# ACTION ITEM
Extend the passage on teaching critical thinking in business education, beginning directly after its final sentence.

There is work already done in outlining some of the strategies used by academics to promote critical thinking. An earlier work by McEwen (1994) compiled some of these strategies and they include the following:

  • identifying central issues
  • recognizing underlying assumptions
  • evaluating evidence or authority
  • drawing warranted conclusions
  • differentiating between fact and opinion
  • detecting inconsistencies
  • judging whether there is ambiguity in a line of reasoning
  • judging whether certain statements contradict each other
  • interpreting information
  • evaluating the strength of an argument
  • recognizing biased statements
  • drawing inferences
  • evaluating sources of information
  • distinguishing hypotheses from evidence
  • finding information
  • evaluating a line of reasoning
  • weighing evidence

Mapping can reveal what we have been doing previously about teaching critical thinking and what else needs to be done. Because mapping can cover many years of data, a good start would be to look at all the publications around critical thinking in business education since the early years. According to Google Books Ngram Viewer (Google, 2018), the books written about critical thinking peaked around the 1960s, took a dip in the 1980s and exponentially surged from there.  By extension, we could say the same about journal articles published. We could investigate how critical thinking in business education has been studied since the 1960s and provide academics a picture of what else can be done.

# Items from a data source

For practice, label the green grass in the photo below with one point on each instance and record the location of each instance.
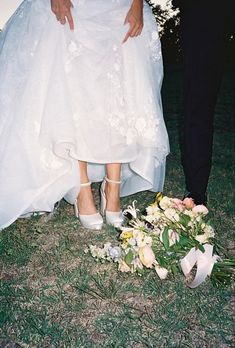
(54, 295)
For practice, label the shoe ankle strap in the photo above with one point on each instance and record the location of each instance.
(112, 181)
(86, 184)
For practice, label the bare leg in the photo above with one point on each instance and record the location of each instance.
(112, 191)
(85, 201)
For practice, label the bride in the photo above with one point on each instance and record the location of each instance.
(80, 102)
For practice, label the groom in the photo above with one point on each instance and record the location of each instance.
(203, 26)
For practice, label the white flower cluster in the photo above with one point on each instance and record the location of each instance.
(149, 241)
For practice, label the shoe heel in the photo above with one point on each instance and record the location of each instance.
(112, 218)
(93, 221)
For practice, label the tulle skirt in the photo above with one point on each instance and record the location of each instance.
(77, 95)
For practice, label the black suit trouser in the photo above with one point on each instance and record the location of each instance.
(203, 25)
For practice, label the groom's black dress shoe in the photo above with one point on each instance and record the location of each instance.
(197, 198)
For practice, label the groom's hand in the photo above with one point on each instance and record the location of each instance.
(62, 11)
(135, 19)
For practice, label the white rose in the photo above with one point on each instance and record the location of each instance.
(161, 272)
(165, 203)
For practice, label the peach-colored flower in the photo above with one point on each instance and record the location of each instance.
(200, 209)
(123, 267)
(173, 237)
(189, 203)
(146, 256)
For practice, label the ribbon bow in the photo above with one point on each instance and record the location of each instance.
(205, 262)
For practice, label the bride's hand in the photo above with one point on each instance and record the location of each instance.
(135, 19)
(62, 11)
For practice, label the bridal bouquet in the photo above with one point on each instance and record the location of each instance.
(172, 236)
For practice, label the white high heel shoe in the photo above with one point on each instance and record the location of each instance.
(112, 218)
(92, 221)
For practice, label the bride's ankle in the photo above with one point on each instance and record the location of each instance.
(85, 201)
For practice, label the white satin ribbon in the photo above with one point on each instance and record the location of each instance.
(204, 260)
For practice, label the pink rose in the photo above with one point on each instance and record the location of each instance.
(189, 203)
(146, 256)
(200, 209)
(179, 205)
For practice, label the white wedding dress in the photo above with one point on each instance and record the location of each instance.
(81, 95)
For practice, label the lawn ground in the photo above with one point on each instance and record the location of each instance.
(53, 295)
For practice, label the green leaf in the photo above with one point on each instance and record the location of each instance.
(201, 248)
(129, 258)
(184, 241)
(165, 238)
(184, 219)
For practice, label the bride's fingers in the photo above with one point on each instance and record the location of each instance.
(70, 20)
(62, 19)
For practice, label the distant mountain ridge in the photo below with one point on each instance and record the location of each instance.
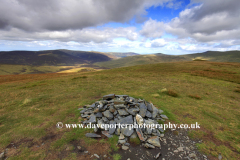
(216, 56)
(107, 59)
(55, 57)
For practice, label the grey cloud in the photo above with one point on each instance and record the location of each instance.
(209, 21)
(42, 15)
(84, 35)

==

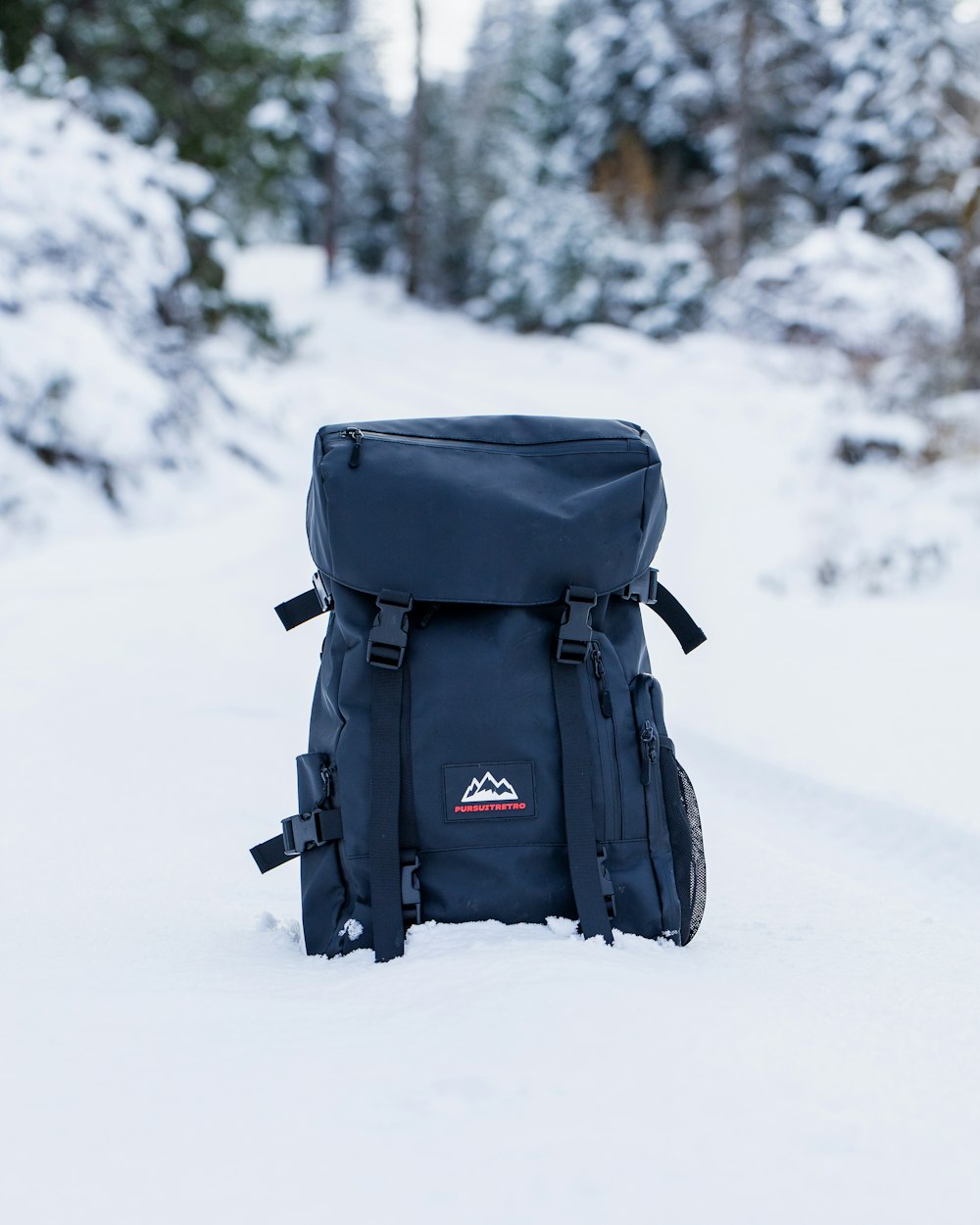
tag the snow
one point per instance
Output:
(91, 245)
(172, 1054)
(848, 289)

# RESPONSE TO THE EXERCISE
This work is relevant to the Faculty as we can then determine which dimensions of critical thinking we need to strategically develop and promote in our students in the Faculty, given the aims of our courses, and what strategies are best for us to use. The specific research idea on mapping critical thinking in business education can be extended to developing a suite of resources to understand critical thinking and how to effectively embed it in learning and teaching in the Faculty. A similar work that is underway is investigating the various critical thinking dispositions (Fig 1) found in research across a number of disciplines and journals (link to dynamic image here). A similar work can be done to investigate specifically critical thinking.

Figure 1. A network map of articles regarding critical thinking disposition

Figure 1. A network map of articles regarding critical thinking disposition

If you are interested in embedding teaching and learning activities to further develop students’ critical thinking or wish to collaborate with Angelito on investigating the critical thinking literature, please contact him directly or the WCLA.

References:
Brunt BA. (2005). Models, measurement, and strategies in developing critical-thinking skills. Journal of Continuing Education in Nursing, 36(6), 255–276.
Google (2018). Google Books Ngram Viewer. Retrieved 15 November 2018, from https://books.google.com/ngrams/graph?content=critical+thinking&year_start=1800&year_end=2018&corpus=15&smoothing=3&share=&direct_url=t1%3B%2Ccritical%20thinking%3B%2Cc0
Greenhalgh, T. (1997). How to read a paper: papers that summarise other papers (systematic reviews and meta-analyses). British Medical Journal, 315(7109), 672-675.
Jance, M. & Morgan, A. (2013). Critical learning skills for business students. American Journal of Business Education, 6(1), 25-32.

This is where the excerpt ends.